Sie haben ihre eigene Regierung darauf hingewiesen, wie sie „unter höchstem Zeitdruck“ Milliardensummen ohne ausreichende Belege hätten prüfen müssen, wohl wissend, dass sie nicht alles wissen, weil ihnen die Verantwortlichen der Deutschen Bahn, wenn überhaupt, nur scheibchenweise geantwortet hatten.
Die Ministerialbürokratie zum Schweigen verdonnert
Es ging in den entscheidenden Monaten des Jahres 2009 beim Abschluss der legendären Finanzierungsvereinbarung mit jener ebenso legendären Deckelfinanzierung von maximal 4,526 Milliarden Euro um ein „Kommunikationsdesaster“, das seinerzeit nicht hatte öffentlich werden dürfen, oder um die Frage einer „arglistigen Täuschung“ seitens der Bahn.
Wohlgemerkt eine Frage, aber auch die hatte zur Wahrung des schönen Scheins in der Öffentlichkeit nichts verloren. Jetzt ist sie in der Öffentlichkeit, und sie wird vor der Volksabstimmung nicht einmal schöngeredet, sondern schlicht ignoriert, als gäbe es sie nicht.

» **Teile der Übung**:
A. Zähle, wie viele Zeilen der Datensätze die Zeichenfolge „grass“ enthalten, und gib nur diese Zahl an. Groß- und Kleinschreibung ist dabei zu beachten.
B. Führe den Text über die Finanzierungsvereinbarung mit der Deutschen Bahn im Anschluss an seinen letzten Satz fort.

» **Eingabematerial**:

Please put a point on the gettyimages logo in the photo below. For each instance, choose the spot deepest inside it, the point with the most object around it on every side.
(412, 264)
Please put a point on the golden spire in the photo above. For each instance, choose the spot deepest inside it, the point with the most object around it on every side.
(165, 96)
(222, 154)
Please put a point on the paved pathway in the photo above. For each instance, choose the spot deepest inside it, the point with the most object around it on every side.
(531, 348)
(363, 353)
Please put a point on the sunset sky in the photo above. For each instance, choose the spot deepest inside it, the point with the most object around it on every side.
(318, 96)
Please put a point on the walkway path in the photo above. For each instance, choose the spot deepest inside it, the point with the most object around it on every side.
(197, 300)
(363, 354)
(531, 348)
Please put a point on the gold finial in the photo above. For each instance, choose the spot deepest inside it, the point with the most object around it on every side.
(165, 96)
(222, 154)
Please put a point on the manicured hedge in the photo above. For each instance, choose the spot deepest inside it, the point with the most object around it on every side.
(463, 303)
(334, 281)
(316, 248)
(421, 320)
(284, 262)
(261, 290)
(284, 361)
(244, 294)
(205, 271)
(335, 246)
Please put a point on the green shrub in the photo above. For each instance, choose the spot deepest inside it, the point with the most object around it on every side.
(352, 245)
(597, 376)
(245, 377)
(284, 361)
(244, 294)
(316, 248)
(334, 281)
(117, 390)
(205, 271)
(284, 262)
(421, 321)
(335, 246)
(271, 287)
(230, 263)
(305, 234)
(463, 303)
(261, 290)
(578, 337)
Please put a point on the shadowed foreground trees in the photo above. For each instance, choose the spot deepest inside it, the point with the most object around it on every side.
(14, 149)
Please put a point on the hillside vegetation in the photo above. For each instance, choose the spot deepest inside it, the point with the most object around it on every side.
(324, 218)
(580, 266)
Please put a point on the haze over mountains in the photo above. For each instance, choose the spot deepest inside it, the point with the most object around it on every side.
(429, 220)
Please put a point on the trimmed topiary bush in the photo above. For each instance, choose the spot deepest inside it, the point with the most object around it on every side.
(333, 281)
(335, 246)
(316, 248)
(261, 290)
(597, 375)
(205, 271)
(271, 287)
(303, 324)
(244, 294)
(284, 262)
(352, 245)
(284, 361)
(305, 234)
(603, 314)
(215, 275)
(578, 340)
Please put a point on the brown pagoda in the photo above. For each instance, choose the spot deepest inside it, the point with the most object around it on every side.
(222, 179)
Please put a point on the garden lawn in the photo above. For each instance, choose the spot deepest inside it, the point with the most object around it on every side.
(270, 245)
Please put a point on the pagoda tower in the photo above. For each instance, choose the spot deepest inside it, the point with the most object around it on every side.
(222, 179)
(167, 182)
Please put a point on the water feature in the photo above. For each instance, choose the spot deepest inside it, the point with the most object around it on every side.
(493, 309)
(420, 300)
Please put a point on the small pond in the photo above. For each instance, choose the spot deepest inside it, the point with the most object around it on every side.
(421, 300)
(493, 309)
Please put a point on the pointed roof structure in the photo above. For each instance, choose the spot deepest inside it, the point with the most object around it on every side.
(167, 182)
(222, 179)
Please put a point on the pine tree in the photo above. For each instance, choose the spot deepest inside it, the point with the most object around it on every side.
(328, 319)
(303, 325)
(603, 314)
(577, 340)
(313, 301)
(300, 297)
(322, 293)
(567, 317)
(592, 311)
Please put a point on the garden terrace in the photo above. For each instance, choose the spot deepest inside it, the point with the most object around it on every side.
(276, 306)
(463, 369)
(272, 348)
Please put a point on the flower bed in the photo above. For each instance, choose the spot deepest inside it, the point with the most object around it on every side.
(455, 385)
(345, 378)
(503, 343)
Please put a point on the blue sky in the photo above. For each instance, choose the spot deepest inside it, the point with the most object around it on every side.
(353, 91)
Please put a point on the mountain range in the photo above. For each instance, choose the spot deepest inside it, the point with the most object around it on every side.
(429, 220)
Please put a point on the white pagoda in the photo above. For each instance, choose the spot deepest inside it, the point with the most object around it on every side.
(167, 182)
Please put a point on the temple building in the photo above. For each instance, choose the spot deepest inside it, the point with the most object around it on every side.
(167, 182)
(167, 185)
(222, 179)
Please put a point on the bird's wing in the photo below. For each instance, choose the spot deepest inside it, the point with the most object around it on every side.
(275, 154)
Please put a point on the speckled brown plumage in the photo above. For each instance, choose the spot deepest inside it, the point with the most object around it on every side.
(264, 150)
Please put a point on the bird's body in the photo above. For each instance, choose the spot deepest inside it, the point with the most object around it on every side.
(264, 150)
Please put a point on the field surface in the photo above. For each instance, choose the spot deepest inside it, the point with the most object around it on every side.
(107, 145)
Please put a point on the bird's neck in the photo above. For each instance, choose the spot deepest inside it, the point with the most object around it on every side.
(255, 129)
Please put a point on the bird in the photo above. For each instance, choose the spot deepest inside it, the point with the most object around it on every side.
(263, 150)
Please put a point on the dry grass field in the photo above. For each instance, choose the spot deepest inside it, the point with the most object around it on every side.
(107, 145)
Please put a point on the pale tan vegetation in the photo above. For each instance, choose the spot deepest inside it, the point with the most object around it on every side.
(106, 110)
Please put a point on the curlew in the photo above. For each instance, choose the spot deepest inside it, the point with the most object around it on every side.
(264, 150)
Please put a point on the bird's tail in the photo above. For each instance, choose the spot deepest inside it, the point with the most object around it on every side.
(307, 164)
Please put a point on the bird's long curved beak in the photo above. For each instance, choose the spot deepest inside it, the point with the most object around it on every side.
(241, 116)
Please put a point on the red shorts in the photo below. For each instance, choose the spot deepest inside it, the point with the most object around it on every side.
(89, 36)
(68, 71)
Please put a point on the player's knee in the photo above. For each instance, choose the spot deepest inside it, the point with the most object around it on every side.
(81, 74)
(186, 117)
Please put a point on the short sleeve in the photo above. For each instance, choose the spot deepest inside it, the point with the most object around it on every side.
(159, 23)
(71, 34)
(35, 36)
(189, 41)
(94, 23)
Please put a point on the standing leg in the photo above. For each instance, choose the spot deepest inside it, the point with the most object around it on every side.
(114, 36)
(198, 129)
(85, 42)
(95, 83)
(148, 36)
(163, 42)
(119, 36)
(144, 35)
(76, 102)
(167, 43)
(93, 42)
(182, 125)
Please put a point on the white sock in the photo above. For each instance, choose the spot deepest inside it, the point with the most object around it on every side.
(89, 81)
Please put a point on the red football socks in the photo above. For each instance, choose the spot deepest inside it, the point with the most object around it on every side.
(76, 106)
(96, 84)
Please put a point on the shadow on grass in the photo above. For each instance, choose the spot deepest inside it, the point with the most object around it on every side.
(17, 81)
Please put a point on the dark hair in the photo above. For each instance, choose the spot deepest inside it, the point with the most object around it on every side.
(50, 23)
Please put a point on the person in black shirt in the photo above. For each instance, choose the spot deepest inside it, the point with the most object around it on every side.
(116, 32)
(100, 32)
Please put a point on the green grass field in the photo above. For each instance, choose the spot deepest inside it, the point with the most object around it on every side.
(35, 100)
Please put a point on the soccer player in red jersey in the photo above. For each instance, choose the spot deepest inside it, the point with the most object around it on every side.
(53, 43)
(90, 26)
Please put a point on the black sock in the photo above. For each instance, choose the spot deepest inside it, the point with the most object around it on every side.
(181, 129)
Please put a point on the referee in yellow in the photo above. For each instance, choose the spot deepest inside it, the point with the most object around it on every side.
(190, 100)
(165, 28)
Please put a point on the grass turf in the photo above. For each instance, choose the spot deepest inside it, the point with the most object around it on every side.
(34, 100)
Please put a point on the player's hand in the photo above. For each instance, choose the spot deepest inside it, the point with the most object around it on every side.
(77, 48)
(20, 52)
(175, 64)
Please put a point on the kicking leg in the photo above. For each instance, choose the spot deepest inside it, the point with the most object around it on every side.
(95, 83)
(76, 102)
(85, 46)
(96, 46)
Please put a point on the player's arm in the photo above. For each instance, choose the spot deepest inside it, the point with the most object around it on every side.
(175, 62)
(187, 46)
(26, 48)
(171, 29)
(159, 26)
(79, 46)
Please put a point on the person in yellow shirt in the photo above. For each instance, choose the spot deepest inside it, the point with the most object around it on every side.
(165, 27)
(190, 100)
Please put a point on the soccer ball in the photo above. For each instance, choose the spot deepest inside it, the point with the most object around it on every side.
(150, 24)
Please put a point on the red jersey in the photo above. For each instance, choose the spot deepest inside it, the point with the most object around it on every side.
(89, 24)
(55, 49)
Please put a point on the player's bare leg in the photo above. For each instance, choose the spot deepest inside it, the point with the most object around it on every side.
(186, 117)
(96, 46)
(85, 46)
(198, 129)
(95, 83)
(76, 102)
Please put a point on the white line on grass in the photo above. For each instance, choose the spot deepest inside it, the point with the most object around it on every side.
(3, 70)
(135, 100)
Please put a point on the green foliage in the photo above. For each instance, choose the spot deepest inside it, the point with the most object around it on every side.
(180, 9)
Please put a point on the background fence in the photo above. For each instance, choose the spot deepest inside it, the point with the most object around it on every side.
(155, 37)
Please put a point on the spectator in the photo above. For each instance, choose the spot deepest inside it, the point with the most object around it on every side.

» **Erwartete Antworten**:
A. 5

B.
Seinerzeit hatten sich die Ministerialen die Finger wund und den Frust von der Seele geschrieben, damit wenigstens ihre Mahnungen aktenkundig und sie aus dem Schneider waren. Der Ball lag bei der großen Politik, einst bei Günther Oettinger, später bei Stefan Mappus. Und diese Regierungschefs schwiegen. Sie wussten, was ihre Ministerialbürokratie herausgefunden hatte, und sie verdonnerten sie zum Schweigen.
Dabei waren die Formulierungen in den vertraulichen Vermerken glasklar gewesen. Die Rede vom angeblich bestgeplanten Projekt Deutschlands hatte die Bahn den Ministerialen zufolge „selbst ad absurdum geführt“. Wenige Monate nach der Finanzierungsvereinbarung mit dem Land vom April 2009 war das Projekt urplötzlich und wundersamerweise eine Milliarde Euro teurer geworden.
Ein paar entscheidende Kostenkalkulationen der Bahn etwa zum Tunnelbau hatten allerdings das Datum 2008 getragen, weshalb die Ministerialen messerscharf daraus schlossen, dass „der DB beim Abschluss des Finanzierungsvertrags bereits bekannt war, dass im Tunnelbau mit deutlich höheren Kosten zu rechnen ist“. War das eine arglistige Täuschung?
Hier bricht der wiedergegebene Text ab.